A contract is ambiguous if it is reasonably susceptible of different constructions and capable of being understood in more than one sense. Hutchison v. Sunbeam Coal Corp., 513 Pa. 192, 519 A.2d 385 (1986). This Court may determine the existence of an ambiguity as a matter of law, whereas the resolution of conflicting parol evidence relevant to what the parties intended by the ambiguous provision is for the trier of fact. Where the words used in a contract are ambiguous, the surrounding circumstances may be examined to ascertain the intent of the parties. Greene v. Oliver Realty, Inc., 363 Pa.Super. 534, 526 A.2d 1192 (1987); allocatur denied, 536 A.2d 1331.
Although the pleadings of the parties clearly denote variant interpretations as to the meaning of "delivered" in the many contexts it is used throughout the agreement, there is nothing of record to indicate that the trial court attempted to learn the intent of the parties as to the interpretation of this ambiguity. It thus remains the duty of the trier of fact to resolve the ambiguity by ascertaining the intent of the parties entering into the agreement. We therefore hold that the trial court erred in ignoring the presence of ambiguous language and interpreting the contract without acquiring testimony on the record as to the intent of the parties in the drafting of the escrow agreement.*342 CONCLUSION
The trial court erred in failing to find the terms of the Escrow Agreement ambiguous and inconsistent, in giving no effect to the provisions of paragraph 3(b) of said agreement and in failing to consider the intention of the parties.
Accordingly, we vacate the final decree of June 23, 1987 and remand to the trial court for an evidentiary hearing in order to ascertain the intent of the parties and resolve the obvious ambiguity present in the language of the escrow agreement. Appellants' claim of estoppel is waived. Jurisdiction is relinquished.NOTES
 Reeves, Parvin & Co. merged with Gateway's subsidiary, Gateway Foods of Pennsylvania, Inc.
 Gateway asserted two claims of indemnification by RPCO totalling $283,549.86, alleging that RPCO failed to fairly and accurately represent its financial condition.
 The bank was closed not only Saturday and Sunday, January 17, 1987, and January 18, 1987, but also on Monday, January 19, 1987, Martin Luther King Day.

- EXCERPTED RECORDS -
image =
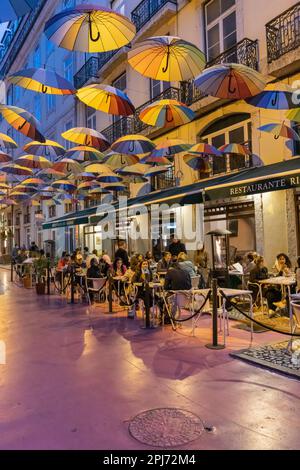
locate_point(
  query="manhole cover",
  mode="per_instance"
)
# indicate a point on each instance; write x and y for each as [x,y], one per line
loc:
[166,427]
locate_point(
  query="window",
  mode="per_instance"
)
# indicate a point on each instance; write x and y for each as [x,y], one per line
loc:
[221,34]
[37,57]
[51,103]
[232,129]
[68,68]
[157,87]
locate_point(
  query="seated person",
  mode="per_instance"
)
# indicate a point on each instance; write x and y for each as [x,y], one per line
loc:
[165,263]
[177,279]
[186,265]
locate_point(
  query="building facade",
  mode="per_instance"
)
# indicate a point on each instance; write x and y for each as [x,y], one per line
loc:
[263,35]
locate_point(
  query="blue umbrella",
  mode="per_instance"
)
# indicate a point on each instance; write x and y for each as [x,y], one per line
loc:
[13,9]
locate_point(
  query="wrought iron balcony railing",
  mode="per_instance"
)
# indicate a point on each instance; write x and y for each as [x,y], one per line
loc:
[283,33]
[146,10]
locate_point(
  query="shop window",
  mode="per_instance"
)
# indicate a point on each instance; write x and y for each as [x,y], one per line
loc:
[221,30]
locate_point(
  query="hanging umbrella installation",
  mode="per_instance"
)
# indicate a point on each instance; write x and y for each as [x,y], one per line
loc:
[107,99]
[22,121]
[167,58]
[90,28]
[230,81]
[166,113]
[42,81]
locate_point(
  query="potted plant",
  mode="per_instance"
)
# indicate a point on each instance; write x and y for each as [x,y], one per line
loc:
[40,267]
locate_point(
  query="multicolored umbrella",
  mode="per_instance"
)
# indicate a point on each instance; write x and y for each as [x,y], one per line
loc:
[22,121]
[65,185]
[83,153]
[235,149]
[34,161]
[90,28]
[7,142]
[166,58]
[13,9]
[280,130]
[230,81]
[5,158]
[117,160]
[166,113]
[14,169]
[275,96]
[86,136]
[42,81]
[107,99]
[133,145]
[169,148]
[50,148]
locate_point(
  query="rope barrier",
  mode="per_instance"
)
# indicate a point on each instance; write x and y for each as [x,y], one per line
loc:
[255,321]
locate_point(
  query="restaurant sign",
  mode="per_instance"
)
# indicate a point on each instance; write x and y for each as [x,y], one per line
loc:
[254,187]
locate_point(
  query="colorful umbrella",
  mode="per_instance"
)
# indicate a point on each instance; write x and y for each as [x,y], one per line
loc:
[280,130]
[107,99]
[15,169]
[50,148]
[42,81]
[34,161]
[133,145]
[169,148]
[65,185]
[5,158]
[117,160]
[13,9]
[235,149]
[166,113]
[22,121]
[230,81]
[83,153]
[90,28]
[166,58]
[86,136]
[7,142]
[275,96]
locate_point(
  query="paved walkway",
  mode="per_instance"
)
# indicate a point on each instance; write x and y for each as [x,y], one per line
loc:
[74,376]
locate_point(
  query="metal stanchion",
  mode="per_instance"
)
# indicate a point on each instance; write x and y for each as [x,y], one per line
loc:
[215,345]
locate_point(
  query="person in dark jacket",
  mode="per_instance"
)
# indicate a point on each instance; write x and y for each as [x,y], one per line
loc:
[176,247]
[122,253]
[177,279]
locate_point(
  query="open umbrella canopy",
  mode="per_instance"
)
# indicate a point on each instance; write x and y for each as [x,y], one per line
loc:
[22,121]
[90,28]
[5,158]
[133,145]
[117,160]
[7,142]
[33,161]
[107,99]
[13,9]
[235,149]
[65,185]
[169,148]
[167,58]
[275,96]
[42,81]
[166,113]
[83,153]
[50,148]
[230,81]
[14,169]
[280,130]
[88,137]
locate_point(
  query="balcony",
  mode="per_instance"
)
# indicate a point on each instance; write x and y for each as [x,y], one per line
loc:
[283,33]
[147,9]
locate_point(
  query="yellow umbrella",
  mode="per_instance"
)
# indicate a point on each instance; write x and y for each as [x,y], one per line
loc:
[90,28]
[167,58]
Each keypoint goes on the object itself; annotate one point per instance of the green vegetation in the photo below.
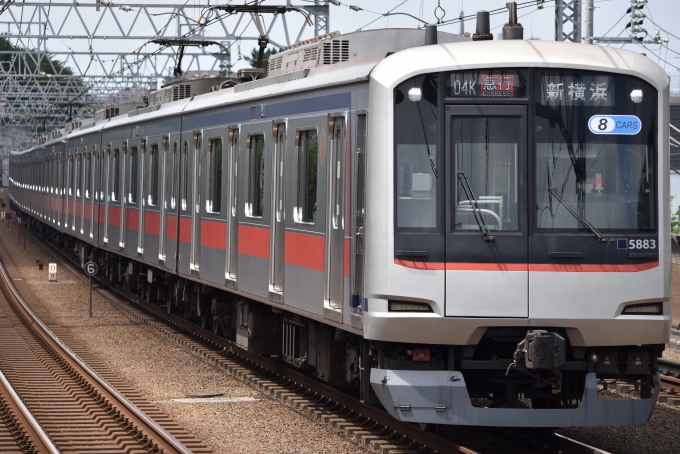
(675, 220)
(47, 65)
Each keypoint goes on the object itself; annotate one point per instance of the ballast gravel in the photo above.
(161, 370)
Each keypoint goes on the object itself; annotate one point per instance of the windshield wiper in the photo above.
(475, 207)
(601, 238)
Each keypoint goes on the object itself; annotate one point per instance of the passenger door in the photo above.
(278, 212)
(232, 216)
(172, 201)
(486, 223)
(335, 224)
(184, 208)
(196, 165)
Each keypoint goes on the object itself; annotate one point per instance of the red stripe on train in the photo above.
(214, 234)
(132, 219)
(185, 230)
(152, 223)
(253, 241)
(346, 258)
(305, 250)
(172, 227)
(547, 267)
(114, 216)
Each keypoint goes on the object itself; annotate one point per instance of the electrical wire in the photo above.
(191, 32)
(381, 15)
(661, 59)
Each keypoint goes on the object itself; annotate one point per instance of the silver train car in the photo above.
(467, 232)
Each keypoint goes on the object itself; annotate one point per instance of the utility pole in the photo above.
(588, 22)
(568, 12)
(636, 34)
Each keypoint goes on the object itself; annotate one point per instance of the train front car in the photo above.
(517, 239)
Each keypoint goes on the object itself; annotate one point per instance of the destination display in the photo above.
(560, 88)
(487, 84)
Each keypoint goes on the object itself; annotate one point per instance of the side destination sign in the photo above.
(615, 124)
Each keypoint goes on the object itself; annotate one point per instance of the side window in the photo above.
(86, 176)
(214, 201)
(339, 196)
(115, 175)
(171, 171)
(185, 174)
(153, 176)
(78, 177)
(132, 194)
(307, 163)
(255, 199)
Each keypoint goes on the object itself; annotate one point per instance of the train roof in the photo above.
(373, 58)
(516, 53)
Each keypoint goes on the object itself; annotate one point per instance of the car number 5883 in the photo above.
(641, 244)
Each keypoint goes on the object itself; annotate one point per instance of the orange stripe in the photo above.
(630, 268)
(346, 258)
(172, 227)
(305, 250)
(253, 241)
(114, 216)
(132, 219)
(214, 234)
(185, 230)
(539, 267)
(152, 222)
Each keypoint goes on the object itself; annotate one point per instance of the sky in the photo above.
(610, 19)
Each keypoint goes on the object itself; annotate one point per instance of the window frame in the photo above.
(252, 193)
(301, 147)
(214, 175)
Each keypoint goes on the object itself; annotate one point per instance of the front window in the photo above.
(486, 164)
(595, 137)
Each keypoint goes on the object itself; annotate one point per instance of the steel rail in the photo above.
(28, 422)
(433, 441)
(153, 430)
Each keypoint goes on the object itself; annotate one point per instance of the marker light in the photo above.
(408, 306)
(415, 94)
(636, 96)
(643, 309)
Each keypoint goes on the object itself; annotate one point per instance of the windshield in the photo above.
(595, 146)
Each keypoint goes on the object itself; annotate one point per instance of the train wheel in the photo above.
(216, 323)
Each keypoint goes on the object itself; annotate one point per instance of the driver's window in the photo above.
(485, 154)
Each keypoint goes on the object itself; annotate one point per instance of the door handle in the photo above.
(399, 253)
(565, 255)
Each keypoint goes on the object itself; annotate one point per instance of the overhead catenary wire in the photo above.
(148, 56)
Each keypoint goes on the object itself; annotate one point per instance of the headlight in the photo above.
(643, 309)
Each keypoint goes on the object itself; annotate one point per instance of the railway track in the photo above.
(77, 407)
(19, 430)
(365, 423)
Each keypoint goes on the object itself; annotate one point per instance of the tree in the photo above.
(47, 65)
(267, 53)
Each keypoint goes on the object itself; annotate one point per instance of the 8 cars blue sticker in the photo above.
(615, 124)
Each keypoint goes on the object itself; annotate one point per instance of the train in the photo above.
(462, 230)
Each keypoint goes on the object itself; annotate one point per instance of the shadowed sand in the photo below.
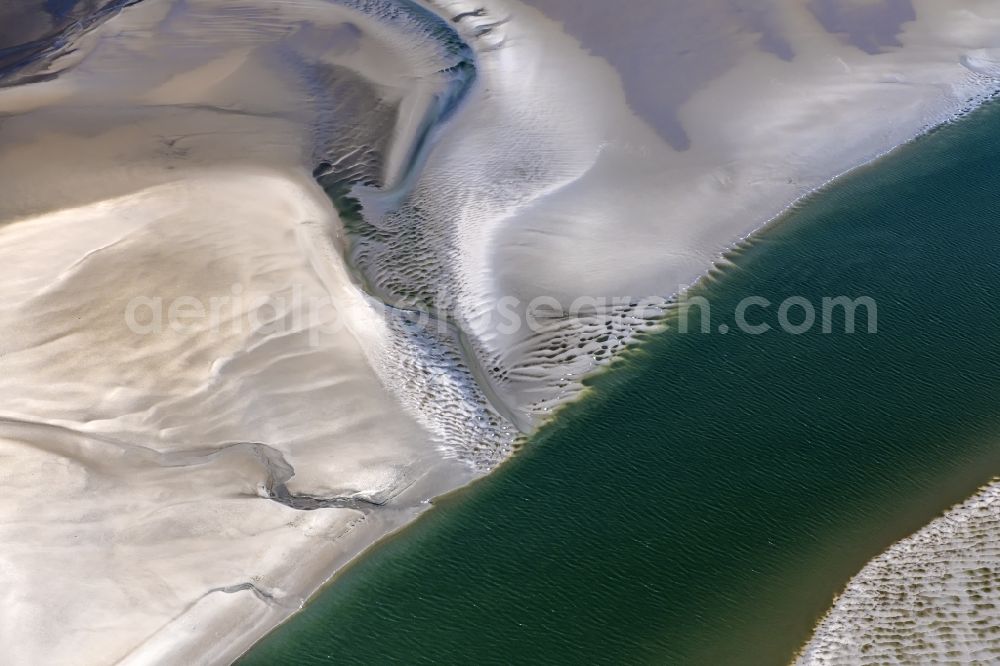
(172, 496)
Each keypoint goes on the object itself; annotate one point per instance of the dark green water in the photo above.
(704, 503)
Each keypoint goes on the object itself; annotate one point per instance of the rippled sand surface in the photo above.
(324, 202)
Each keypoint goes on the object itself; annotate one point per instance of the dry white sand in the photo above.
(150, 512)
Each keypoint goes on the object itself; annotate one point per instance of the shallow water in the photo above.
(712, 493)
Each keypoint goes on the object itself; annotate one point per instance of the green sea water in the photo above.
(712, 493)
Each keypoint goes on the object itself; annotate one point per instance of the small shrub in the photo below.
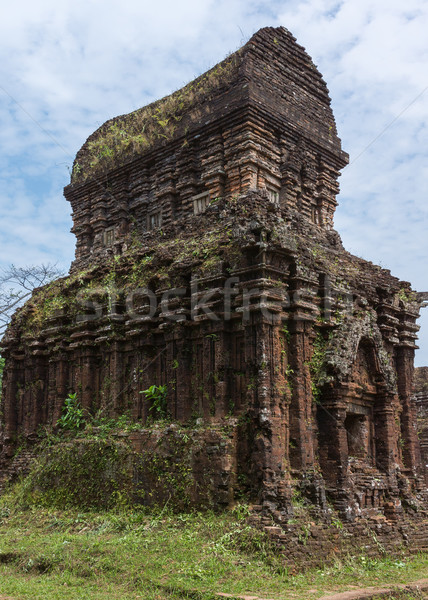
(72, 417)
(157, 395)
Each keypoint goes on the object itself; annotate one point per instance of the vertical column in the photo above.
(300, 352)
(386, 434)
(269, 418)
(405, 371)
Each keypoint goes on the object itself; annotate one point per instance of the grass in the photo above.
(133, 554)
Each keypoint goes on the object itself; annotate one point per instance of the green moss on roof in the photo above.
(122, 138)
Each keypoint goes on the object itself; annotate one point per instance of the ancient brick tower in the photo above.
(206, 261)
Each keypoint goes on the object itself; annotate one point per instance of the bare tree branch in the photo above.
(17, 285)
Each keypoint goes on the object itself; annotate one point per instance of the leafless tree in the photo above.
(17, 284)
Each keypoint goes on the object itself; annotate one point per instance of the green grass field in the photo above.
(49, 554)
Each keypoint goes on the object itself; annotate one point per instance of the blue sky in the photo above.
(68, 66)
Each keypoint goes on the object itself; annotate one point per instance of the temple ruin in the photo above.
(207, 262)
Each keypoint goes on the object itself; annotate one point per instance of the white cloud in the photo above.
(71, 65)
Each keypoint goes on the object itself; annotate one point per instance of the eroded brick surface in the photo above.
(206, 261)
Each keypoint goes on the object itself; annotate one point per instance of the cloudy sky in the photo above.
(67, 66)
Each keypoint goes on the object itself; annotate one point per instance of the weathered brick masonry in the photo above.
(206, 261)
(420, 390)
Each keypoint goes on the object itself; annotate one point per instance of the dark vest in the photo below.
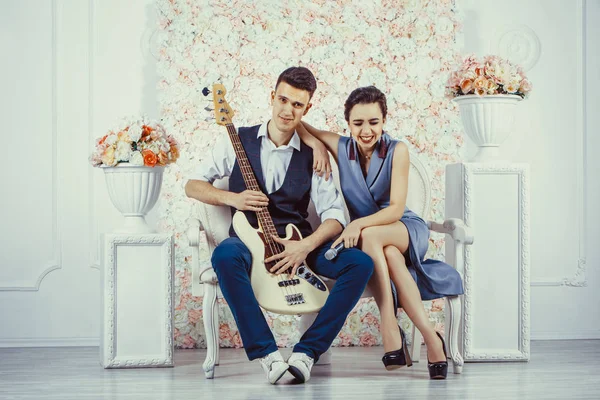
(289, 203)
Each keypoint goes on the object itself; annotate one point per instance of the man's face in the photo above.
(289, 106)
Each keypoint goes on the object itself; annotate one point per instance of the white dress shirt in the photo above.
(274, 162)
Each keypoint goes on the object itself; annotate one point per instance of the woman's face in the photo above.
(366, 124)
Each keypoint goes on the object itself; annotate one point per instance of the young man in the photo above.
(283, 168)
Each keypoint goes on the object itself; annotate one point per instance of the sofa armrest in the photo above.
(204, 274)
(456, 253)
(454, 227)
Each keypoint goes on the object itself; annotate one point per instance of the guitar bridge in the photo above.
(289, 282)
(294, 299)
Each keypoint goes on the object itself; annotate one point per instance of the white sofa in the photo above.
(215, 222)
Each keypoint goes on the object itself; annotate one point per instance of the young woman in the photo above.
(374, 180)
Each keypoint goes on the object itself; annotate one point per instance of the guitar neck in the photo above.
(264, 218)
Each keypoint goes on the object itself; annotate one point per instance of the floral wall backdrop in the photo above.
(407, 48)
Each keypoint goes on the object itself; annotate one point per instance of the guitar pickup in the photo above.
(294, 299)
(289, 282)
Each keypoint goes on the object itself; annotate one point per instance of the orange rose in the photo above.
(466, 86)
(162, 158)
(150, 158)
(174, 153)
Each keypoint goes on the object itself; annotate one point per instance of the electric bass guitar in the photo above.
(282, 294)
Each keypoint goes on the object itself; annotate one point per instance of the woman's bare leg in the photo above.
(410, 298)
(373, 240)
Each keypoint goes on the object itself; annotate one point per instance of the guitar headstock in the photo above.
(223, 112)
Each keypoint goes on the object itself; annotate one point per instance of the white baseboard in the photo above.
(561, 335)
(50, 342)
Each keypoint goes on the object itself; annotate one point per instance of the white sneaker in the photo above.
(300, 366)
(274, 366)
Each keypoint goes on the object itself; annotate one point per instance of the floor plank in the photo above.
(557, 370)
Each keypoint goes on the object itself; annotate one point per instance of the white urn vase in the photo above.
(488, 121)
(134, 190)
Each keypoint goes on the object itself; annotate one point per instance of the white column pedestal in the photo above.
(493, 199)
(137, 301)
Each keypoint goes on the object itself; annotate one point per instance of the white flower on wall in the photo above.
(406, 48)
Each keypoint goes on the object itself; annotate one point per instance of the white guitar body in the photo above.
(306, 293)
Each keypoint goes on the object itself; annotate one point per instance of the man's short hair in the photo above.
(300, 78)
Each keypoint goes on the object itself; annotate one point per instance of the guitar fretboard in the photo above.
(264, 218)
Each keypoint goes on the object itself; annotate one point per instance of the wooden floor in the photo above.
(557, 370)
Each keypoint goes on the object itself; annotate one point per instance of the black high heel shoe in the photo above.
(438, 370)
(397, 358)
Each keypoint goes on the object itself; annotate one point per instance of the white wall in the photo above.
(72, 67)
(555, 134)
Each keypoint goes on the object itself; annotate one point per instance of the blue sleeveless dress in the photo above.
(366, 196)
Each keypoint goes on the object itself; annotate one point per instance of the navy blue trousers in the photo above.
(352, 269)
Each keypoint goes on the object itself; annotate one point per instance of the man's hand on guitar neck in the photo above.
(251, 200)
(292, 257)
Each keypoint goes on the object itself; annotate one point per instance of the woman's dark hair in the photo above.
(300, 78)
(365, 95)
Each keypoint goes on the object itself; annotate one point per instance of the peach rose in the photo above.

- WORK ITEM -
Retype the court opinion passage on the escrow agreement, starting with "Gateway asserted two" and going on through "its financial condition.".

- RESPONSE AREA -
Gateway asserted two claims of indemnification by RPCO totalling $283,549.86, alleging that RPCO failed to fairly and accurately represent its financial condition.